Problem to solve: Look in the data below for the line that contains "Would you mind indicating the bird's leg". Copy that line and the remaining lines exactly.

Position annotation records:
################

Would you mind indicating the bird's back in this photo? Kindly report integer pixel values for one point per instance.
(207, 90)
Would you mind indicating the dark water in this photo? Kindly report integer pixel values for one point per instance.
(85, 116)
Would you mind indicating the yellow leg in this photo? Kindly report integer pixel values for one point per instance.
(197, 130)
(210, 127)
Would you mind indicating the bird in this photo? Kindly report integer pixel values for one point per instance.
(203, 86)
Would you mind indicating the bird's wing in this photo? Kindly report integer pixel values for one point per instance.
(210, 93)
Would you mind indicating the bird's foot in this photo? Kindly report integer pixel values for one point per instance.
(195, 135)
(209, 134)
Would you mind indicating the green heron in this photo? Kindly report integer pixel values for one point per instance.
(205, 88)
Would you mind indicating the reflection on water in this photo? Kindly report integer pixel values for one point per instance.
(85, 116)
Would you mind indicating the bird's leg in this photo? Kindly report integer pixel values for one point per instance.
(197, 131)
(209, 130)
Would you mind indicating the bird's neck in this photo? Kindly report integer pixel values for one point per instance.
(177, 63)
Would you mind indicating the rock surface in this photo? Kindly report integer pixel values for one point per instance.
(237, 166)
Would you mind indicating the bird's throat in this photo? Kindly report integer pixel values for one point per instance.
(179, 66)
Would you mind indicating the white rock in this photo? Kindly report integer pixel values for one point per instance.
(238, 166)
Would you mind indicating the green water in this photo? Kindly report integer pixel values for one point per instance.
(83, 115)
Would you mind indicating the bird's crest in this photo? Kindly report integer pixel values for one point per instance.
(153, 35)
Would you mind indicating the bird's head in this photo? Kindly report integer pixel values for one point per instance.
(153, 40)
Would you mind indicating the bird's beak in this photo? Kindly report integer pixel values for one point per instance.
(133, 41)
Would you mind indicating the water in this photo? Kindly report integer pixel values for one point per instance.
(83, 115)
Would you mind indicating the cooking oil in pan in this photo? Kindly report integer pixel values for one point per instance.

################

Written response:
Would you mind indicating the bird's leg in this photo? Kindly report integer pixel values for one point per instance.
(197, 131)
(209, 130)
Would you mind indicating the bird's neck in this photo? Kindly report integer pixel values for one point per instance.
(177, 63)
Would you mind indicating the rock surface in this photo? Kindly report integer pixel values for one point per instance.
(237, 166)
Would you mind indicating the bird's throat in this photo? Kindly report integer pixel values for one point per instance.
(179, 66)
Would you mind indicating the white rock in this photo? Kindly report integer pixel values for one point per instance.
(238, 166)
Would you mind indicating the green water in this photo? Kindly report integer pixel values for one point per instance.
(83, 115)
Would you mind indicating the bird's crest in this photo? Kindly report integer pixel values for one point per instance.
(153, 35)
Would you mind indicating the bird's head in this photo? Kindly report integer pixel values for one point per instance.
(153, 40)
Would you mind indicating the bird's beak in this photo? Kindly report integer pixel values for one point per instance.
(133, 41)
Would you mind indicating the water in this photo? Kindly report integer pixel values for one point per instance.
(83, 115)
Would you mind indicating the cooking oil in pan in this photo? Kindly report integer pixel values for one point per instance.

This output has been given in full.